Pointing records
* Begin *

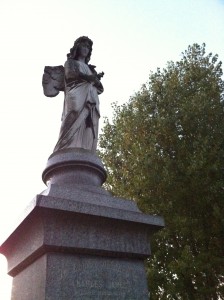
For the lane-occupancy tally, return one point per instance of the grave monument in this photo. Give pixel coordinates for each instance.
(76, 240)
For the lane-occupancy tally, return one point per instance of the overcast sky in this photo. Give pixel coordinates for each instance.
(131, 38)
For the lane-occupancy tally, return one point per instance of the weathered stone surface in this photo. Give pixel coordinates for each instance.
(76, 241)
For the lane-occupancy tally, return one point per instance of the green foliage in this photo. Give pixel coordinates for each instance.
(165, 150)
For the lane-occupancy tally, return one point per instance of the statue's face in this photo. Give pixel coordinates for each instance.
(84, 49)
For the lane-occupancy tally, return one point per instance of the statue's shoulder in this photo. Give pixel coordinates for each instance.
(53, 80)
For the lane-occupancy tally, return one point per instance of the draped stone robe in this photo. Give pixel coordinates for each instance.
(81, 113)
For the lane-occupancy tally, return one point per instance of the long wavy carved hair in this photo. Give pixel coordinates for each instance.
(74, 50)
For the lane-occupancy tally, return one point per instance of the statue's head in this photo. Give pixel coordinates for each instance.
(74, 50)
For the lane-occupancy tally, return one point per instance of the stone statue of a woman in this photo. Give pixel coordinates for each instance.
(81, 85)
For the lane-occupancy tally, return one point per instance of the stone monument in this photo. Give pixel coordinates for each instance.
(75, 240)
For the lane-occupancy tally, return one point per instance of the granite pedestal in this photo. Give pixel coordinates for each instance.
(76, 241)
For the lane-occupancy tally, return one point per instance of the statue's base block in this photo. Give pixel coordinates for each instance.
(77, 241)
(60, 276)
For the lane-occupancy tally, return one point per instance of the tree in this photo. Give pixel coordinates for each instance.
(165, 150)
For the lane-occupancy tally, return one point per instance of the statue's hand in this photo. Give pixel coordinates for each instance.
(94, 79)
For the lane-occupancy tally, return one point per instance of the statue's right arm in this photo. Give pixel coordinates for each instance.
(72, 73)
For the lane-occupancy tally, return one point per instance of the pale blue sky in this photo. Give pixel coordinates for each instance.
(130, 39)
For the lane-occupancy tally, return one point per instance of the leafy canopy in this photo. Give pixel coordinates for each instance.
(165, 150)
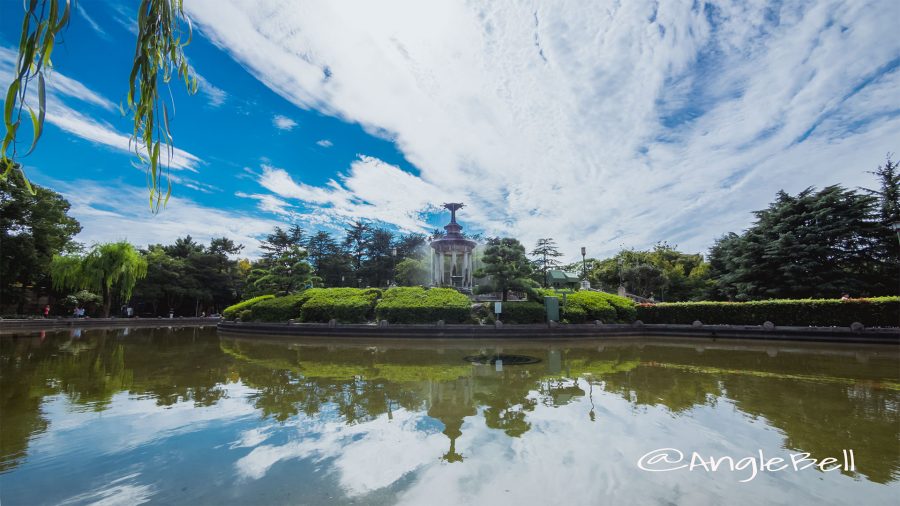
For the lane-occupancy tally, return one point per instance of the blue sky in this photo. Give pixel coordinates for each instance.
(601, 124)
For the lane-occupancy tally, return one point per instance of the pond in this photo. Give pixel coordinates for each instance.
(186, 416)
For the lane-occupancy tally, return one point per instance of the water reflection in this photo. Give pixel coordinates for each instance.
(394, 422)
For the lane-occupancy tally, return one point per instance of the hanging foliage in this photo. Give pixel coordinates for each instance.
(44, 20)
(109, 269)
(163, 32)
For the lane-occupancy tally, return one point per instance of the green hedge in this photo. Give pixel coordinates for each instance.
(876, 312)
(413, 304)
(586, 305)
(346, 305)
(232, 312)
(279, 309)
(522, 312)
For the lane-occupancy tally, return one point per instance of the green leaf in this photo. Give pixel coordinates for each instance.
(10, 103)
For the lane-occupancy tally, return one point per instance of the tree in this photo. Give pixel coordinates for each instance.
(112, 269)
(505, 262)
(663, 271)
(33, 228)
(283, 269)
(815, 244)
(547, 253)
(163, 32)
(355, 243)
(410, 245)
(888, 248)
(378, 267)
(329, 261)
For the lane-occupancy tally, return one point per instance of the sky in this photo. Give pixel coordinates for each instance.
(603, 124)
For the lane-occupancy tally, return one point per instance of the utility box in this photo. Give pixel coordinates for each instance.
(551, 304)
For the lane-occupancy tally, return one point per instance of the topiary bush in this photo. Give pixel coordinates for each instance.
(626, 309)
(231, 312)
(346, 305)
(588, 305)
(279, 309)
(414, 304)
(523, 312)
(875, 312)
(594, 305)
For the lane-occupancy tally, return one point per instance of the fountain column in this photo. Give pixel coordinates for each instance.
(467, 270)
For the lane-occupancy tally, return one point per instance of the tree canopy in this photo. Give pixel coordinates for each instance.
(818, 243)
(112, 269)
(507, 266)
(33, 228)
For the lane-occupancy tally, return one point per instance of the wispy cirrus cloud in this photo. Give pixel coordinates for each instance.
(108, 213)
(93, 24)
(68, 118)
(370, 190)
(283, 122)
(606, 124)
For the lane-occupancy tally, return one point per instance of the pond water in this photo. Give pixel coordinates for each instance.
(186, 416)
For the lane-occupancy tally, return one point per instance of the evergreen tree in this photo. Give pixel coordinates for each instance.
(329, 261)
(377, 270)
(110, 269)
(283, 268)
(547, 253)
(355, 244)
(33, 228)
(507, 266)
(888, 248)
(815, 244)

* End *

SET TASK
Only the lines from the one containing "instance of the sky" to the end of the listing belong in the output, each reproduced exactly.

RESULT
For the lane-occupancy tally, return one point per instance of the sky in this photo. Give pixel coordinates for each instance.
(603, 124)
For the lane-occupancy tally, return one point per instance of the utility box in this photo. Give pixel coordinates for each instance.
(551, 304)
For the lane-occupancy tally, return one point per instance of the topiary bush in this photo. Give pixel coordinates for each instance.
(626, 309)
(231, 312)
(346, 305)
(588, 305)
(279, 309)
(414, 304)
(523, 312)
(875, 312)
(594, 305)
For the lane-occupancy tally, return one point per instance of the fountain column in this photo. Give pixel coordinates for each instance.
(467, 270)
For the lane-occupancy tally, return one point per instance of the tree canopy in this photo. Give pixel coordinates for each instance.
(818, 243)
(112, 269)
(507, 266)
(33, 228)
For the lane-occupancy tally, return one point per instance of the wispy cirrus cloud in this photo. Give pixel coordinates for each instance.
(108, 213)
(93, 24)
(68, 118)
(370, 190)
(283, 122)
(606, 124)
For the lane-occupancy tally, return one point per instance of the pond water in this photo. Give pixel coordinates for each instance.
(186, 416)
For the lane-occupancy tally, return one point per instance of the evergreen tree in this photo. Give pixel coordinates for each instance.
(329, 261)
(377, 270)
(110, 269)
(283, 268)
(547, 253)
(355, 244)
(33, 228)
(507, 266)
(888, 248)
(815, 244)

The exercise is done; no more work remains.